Exercise prompt: Please answer from the conversation transcript: what does David believe all of the allocators under review needed in order to work in practice?

Selected extract:
Deirdre: Okay. Yep. So they’re reviewing the memory allocators. Are you familiar with Lib pass webkits? Leadpass?

David: I believe it’s just their way of basically doing like per object heaps at like the type level.

Deirdre: Okay.

David: Yeah, it’s just like a C E version of doing the type based allocations.

Deirdre: I’ll use type information to decide how to organize memory allocations. So if those are all C, which is not strongly typed, Lib passes C. Okay.

David: All right.

Deirdre: The other two are passing more information about types to the compiler to actually be able to use the type information to do the layout and allocations and all that sort of stuff.

David: Yeah, I mean I think all of these required like some amount of compiler extensions to work in practice.

Deirdre: Use after free. Yeah, the bounds bugs overlap. Yeah, go ahead.

Rows:
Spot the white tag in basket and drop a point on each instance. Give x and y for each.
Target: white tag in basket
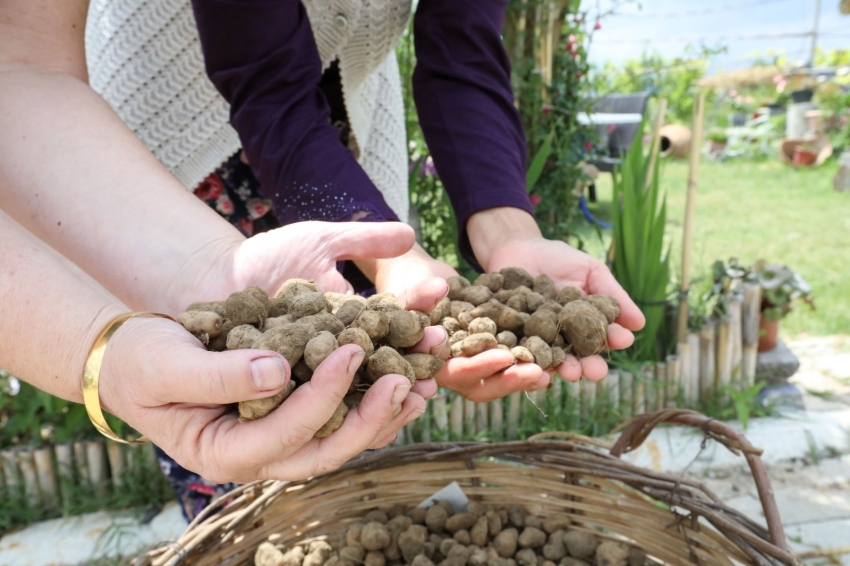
(451, 493)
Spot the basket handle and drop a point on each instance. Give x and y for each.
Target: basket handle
(636, 431)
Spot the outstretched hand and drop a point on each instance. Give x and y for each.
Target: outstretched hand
(161, 381)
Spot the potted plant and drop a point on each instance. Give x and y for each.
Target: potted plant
(717, 140)
(804, 155)
(781, 288)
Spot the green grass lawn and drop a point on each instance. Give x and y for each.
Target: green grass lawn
(759, 210)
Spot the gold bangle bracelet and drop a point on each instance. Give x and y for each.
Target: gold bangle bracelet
(91, 376)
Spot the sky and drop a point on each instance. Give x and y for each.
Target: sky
(669, 26)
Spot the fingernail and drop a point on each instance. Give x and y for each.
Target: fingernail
(356, 361)
(438, 349)
(268, 373)
(400, 393)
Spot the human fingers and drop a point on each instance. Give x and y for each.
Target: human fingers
(281, 445)
(600, 281)
(387, 401)
(363, 240)
(425, 295)
(489, 375)
(425, 388)
(570, 368)
(171, 366)
(594, 368)
(435, 341)
(619, 338)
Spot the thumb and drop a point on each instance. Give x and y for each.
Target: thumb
(171, 366)
(366, 240)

Task answer: Some amount of compiler extensions.